■ **The task**
Though the entries contain pictures, the copy you make should hold only the rest, exactly as written.

[Data Boundary: Start]

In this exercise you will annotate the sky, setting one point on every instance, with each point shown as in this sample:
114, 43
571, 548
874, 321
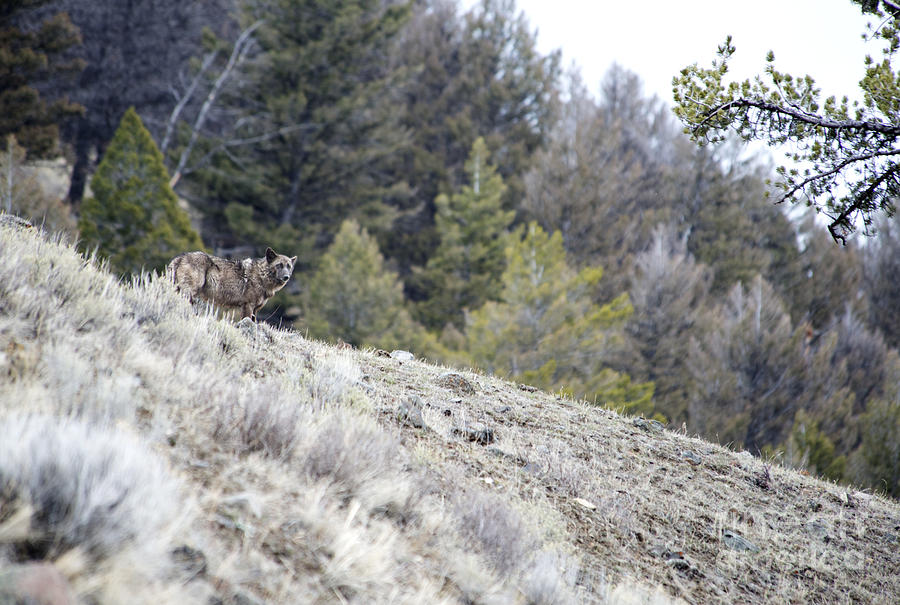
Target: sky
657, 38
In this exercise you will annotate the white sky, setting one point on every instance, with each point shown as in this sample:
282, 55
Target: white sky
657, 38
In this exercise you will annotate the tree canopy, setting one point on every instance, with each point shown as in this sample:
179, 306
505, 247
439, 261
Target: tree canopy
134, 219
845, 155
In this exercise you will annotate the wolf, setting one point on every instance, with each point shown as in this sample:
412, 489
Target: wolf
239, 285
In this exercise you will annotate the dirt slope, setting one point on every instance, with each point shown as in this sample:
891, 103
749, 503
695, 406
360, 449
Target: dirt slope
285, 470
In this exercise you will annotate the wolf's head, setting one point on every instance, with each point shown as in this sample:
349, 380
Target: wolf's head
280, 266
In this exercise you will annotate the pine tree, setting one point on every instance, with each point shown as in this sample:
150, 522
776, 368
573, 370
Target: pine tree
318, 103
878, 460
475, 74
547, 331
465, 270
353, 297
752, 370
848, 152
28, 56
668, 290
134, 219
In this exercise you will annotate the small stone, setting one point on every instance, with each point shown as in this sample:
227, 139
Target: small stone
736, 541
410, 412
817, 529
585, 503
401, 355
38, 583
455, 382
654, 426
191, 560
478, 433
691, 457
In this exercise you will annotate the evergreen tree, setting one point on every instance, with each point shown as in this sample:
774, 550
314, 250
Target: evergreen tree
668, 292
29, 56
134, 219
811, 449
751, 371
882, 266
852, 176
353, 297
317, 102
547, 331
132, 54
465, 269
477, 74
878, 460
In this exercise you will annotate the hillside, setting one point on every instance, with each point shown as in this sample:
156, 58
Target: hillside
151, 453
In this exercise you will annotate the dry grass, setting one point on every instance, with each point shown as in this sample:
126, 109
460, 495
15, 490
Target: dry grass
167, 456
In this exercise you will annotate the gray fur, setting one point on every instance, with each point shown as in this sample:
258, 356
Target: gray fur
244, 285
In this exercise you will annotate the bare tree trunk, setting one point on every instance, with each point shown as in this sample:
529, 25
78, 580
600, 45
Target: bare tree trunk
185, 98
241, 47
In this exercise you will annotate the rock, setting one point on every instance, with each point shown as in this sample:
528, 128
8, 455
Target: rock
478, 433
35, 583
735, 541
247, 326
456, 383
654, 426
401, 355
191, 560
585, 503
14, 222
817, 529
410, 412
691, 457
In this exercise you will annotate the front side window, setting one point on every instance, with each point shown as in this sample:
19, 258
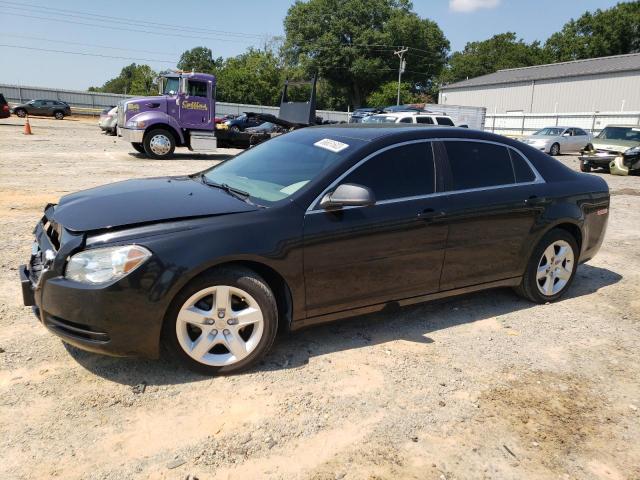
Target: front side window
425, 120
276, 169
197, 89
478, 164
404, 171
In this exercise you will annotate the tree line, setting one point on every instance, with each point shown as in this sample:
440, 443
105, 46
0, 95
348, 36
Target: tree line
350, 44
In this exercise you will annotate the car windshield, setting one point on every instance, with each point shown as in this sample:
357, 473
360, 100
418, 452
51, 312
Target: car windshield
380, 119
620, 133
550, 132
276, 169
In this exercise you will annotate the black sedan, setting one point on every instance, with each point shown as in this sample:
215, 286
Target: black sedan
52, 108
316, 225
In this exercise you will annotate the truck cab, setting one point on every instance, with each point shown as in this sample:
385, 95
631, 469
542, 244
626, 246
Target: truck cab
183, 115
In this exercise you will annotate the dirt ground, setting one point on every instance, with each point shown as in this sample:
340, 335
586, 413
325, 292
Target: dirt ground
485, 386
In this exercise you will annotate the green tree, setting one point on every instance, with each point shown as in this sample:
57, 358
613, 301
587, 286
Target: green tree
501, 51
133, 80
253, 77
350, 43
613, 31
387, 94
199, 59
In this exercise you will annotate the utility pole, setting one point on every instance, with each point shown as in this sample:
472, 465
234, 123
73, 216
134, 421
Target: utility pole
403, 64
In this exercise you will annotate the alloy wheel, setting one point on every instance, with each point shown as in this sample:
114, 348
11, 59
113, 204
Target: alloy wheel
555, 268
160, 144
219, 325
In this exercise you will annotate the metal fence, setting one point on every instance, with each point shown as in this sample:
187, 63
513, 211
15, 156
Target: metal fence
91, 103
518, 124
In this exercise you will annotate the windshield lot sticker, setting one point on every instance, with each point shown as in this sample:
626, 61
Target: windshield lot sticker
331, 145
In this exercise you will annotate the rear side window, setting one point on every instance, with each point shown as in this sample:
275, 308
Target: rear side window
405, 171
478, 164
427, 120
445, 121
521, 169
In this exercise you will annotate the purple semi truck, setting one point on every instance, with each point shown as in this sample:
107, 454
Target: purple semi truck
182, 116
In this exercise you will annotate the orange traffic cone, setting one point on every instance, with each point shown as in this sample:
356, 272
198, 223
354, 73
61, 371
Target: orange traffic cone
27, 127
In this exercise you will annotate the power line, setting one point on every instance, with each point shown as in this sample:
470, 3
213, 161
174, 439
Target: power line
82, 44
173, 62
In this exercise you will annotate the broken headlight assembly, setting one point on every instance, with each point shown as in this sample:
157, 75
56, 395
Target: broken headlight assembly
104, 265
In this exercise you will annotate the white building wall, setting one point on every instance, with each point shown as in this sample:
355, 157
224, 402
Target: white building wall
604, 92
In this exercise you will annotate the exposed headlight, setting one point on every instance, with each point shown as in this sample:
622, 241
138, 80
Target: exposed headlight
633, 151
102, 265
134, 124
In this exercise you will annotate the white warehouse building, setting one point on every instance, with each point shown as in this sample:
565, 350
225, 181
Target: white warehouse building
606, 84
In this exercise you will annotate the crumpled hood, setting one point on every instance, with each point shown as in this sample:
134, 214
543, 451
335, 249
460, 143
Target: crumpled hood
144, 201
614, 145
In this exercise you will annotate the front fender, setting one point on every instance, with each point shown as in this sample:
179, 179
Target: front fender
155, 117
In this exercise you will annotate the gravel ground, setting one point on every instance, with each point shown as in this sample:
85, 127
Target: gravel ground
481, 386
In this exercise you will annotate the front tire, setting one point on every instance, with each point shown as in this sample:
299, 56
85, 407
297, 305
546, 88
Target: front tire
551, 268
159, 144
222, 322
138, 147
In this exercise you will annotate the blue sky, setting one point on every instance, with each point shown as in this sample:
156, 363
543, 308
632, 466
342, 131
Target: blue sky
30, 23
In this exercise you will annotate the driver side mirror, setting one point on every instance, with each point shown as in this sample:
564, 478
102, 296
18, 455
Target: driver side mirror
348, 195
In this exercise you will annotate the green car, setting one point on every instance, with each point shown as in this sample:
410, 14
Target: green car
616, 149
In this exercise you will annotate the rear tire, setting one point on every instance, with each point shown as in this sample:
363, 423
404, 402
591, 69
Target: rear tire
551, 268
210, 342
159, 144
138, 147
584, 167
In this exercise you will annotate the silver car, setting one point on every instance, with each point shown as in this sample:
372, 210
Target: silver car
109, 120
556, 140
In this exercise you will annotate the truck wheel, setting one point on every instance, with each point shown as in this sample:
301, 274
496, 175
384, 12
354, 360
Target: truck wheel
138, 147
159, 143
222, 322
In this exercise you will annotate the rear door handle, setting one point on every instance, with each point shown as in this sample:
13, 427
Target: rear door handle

[Data Boundary: End]

■ **Task response**
In this exercise you will annotate the sky, setting one point on every instance, with each point shown as in this sample:
114, 43
571, 548
874, 321
Target: sky
657, 38
In this exercise you will annotate the white sky, setting one point on every instance, with each point shown as in this sample:
282, 55
Target: white sky
657, 38
In this exercise you will annotate the tree canopy, setting one point on every instance, with each point shown as in this sample:
179, 306
505, 247
439, 261
Target: tree canopy
134, 219
845, 155
In this exercise you will annotate the wolf, setting one point on every instance, with each point shown as in this sample:
412, 489
Target: wolf
239, 285
In this exercise you will annotate the dirt slope, setting one point on every instance, with each point shown as in this sample:
891, 103
749, 503
695, 406
360, 449
Target: dirt slope
285, 470
In this exercise you will annotate the wolf's head, setting one point on every instance, with each point shown as in this sample:
349, 380
Target: wolf's head
280, 266
In this exercise you will annotate the pine tree, setting one point on every instance, with each point shown as in this sample:
150, 522
776, 368
573, 370
Target: pine tree
318, 103
878, 460
475, 74
547, 331
465, 270
353, 297
752, 370
848, 152
28, 56
668, 290
134, 219
In this exercise you will annotate the small stone, setting one point on every instance, with each point shown as in this sample:
227, 139
Target: small stone
736, 541
410, 412
817, 529
585, 503
401, 355
38, 583
455, 382
654, 426
191, 560
478, 433
691, 457
In this exercise you will annotate the evergreen tree, setting one point on every instance, with each point shown as in this sample:
774, 550
314, 250
Target: evergreen tree
668, 292
29, 56
134, 219
811, 449
751, 371
882, 266
852, 176
353, 297
317, 102
547, 331
132, 54
465, 269
477, 74
878, 460
In this exercise you will annotate the hillside, setting one point on every instance, with each point shown as in this sample:
156, 58
Target: hillside
151, 453
In this exercise you will annotate the dry grass, setting one point on every instance, with each point shown as in this sample:
126, 109
460, 495
15, 490
Target: dry grass
167, 456
In this exercise you will annotate the gray fur, setting one point on every instance, with each point shown as in this sample:
258, 356
Target: gray fur
244, 285
In this exercise you will annotate the bare tree trunk, setting one point on every instance, with each point shown as in this sample:
529, 25
78, 580
600, 45
Target: bare tree trunk
185, 98
241, 47
In this exercise you will annotate the rock, setting one point on every instance, with each point shown as in this sample:
528, 128
8, 455
Target: rock
478, 433
35, 583
735, 541
247, 326
456, 383
654, 426
401, 355
191, 560
585, 503
14, 222
817, 529
410, 412
691, 457
In this exercise you will annotate the front side window, setting one point on every instance, with each point shown as in this sample:
19, 258
Target: front side window
425, 120
276, 169
197, 89
478, 164
404, 171
In this exercise you will annotate the tree line, setting one point on every instance, with each point shown as in this sample:
440, 443
105, 46
0, 95
348, 36
Target: tree line
350, 44
In this exercise you will annotate the car windshield, setting one point on every instance, with each point shown as in this sample:
357, 473
360, 100
418, 452
51, 312
Target: car windshield
380, 119
620, 133
550, 132
276, 169
In this exercise you will annotate the black sedan, setting one point on every instance, with each point shown as in this sample:
215, 286
Target: black sedan
52, 108
316, 225
In this exercise you will annotate the truck cab, setting one point on every instance, with each point shown as in this sample:
385, 95
631, 469
542, 244
626, 246
Target: truck cab
183, 115
In this exercise you will annotate the dirt ground, setting one point on every instance, with each point shown as in this sample:
340, 335
586, 413
325, 292
Target: dirt ground
485, 386
In this exercise you will annotate the green tree, setting one point on every instance, with each point shown as in this sample:
57, 358
613, 301
587, 286
Target: green tree
501, 51
133, 80
253, 77
350, 43
613, 31
387, 94
199, 59
In this exercise you will annotate the utility pole, setting one point on every instance, with each point shown as in this sample:
472, 465
234, 123
73, 216
134, 421
Target: utility pole
403, 64
In this exercise you will annotate the alloy wheel, setting one point on every instance, with each point shown as in this sample:
114, 348
11, 59
113, 204
Target: alloy wheel
555, 268
160, 144
219, 325
In this exercise you will annotate the metal fence, setting one point on every instance, with each point shown as in this sample:
187, 63
513, 211
15, 156
Target: metal fence
91, 103
518, 124
In this exercise you will annotate the windshield lot sticker, setting one point on every instance, with each point shown as in this sample:
626, 61
Target: windshield lot sticker
331, 145
In this exercise you will annotate the rear side window, setting one point on every instance, with each point shown as in this sample:
275, 308
Target: rear side window
405, 171
478, 164
427, 120
445, 121
521, 169
In this exercise you will annotate the purple semi truck, setting one point on every instance, with each point shown as in this sample:
107, 454
Target: purple semi truck
182, 116
In this exercise you will annotate the orange traffic cone, setting one point on every instance, with each point shown as in this sample:
356, 272
198, 223
354, 73
61, 371
Target: orange traffic cone
27, 127
In this exercise you will annotate the power line, setting one point on every instance, with each point shown as in this sample:
470, 3
213, 161
174, 439
Target: power line
82, 44
173, 62
In this exercise you will annotate the broken headlight assembly, setting one point on every instance, with each point shown as in this sample:
157, 75
56, 395
Target: broken headlight assembly
104, 265
In this exercise you will annotate the white building wall, setting one point on every instance, with each point shown as in this sample:
355, 157
224, 402
Target: white building wall
604, 92
In this exercise you will annotate the exposed headlight, setting one point on every instance, with each point shown as in this sample:
622, 241
138, 80
Target: exposed headlight
633, 151
102, 265
134, 124
In this exercise you will annotate the white warehouse building, setting one point on every instance, with each point shown as in this sample:
565, 350
225, 181
Target: white warehouse building
606, 84
In this exercise you will annotate the crumpled hood, setting one point on every instance, with each point shown as in this sample:
134, 214
543, 451
335, 249
460, 143
Target: crumpled hood
144, 201
614, 145
In this exercise you will annotate the front fender, setting one point on every instance, with each point shown as in this sample:
179, 179
Target: front fender
155, 117
In this exercise you will annotate the gravel ground, setting one point on every instance, with each point shown as in this sample:
85, 127
Target: gravel ground
481, 386
In this exercise you will annotate the front tire, setting one point on every instance, with each point shown as in this sample:
299, 56
85, 407
297, 305
546, 88
Target: front tire
551, 268
159, 144
222, 322
138, 147
In this exercise you will annotate the blue sky, setting one point on every instance, with each point shown as in this sample:
156, 363
543, 308
632, 466
342, 131
Target: blue sky
30, 23
In this exercise you will annotate the driver side mirror, setting one point on every instance, with each point shown as in this sample:
564, 478
102, 296
18, 455
Target: driver side mirror
348, 195
In this exercise you will annotate the green car, setting one point on every instance, with each point shown as in this sample:
410, 14
Target: green car
616, 149
In this exercise you will annotate the rear tire, setting one point on every instance, with each point shown as in this sample:
363, 423
404, 402
591, 69
Target: rear tire
551, 268
210, 342
159, 144
138, 147
584, 167
In this exercise you will annotate the silver car, setting one point on every instance, with each point shown as in this sample:
372, 210
Target: silver car
109, 120
556, 140
In this exercise you will annotate the truck wheel, setting one point on every instance, with each point shown as in this sample:
301, 274
496, 175
384, 12
354, 360
Target: truck wheel
138, 147
159, 143
222, 322
In this exercise you will annotate the rear door handle, setting one point on every instance, with each point shown as in this sample:
13, 427
Target: rear door handle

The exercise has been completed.